LISTED ENTRIES Block Start

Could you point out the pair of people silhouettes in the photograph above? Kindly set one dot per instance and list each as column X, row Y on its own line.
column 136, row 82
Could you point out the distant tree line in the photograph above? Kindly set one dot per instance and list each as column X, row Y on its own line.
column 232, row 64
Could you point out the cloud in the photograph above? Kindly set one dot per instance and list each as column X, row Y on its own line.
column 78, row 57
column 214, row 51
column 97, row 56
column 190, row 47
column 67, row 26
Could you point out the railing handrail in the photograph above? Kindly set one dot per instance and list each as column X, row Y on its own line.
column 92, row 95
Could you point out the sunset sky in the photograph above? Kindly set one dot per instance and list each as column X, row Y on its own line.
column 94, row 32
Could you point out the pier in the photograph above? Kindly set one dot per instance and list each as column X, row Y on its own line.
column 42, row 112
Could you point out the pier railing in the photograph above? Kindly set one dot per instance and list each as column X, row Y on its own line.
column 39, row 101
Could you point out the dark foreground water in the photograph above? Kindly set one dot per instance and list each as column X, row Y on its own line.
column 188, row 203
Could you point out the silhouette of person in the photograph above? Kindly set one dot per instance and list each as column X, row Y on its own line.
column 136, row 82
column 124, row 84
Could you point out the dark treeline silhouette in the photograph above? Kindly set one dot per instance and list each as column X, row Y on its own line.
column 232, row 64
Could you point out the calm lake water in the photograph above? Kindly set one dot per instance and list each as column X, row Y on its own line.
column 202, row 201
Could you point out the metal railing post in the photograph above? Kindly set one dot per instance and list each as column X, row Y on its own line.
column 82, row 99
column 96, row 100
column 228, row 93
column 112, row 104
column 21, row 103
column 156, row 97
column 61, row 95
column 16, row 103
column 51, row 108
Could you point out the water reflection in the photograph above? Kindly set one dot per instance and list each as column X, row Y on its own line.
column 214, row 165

LISTED ENTRIES Block End

Starting at the line that holds "Could you point out the water", retype each line exactly through the end of the entries, both ends included.

Could you point out the water reflection in the photograph above? Kindly set one dot per instance and list each as column X, row Y on its own line.
column 214, row 165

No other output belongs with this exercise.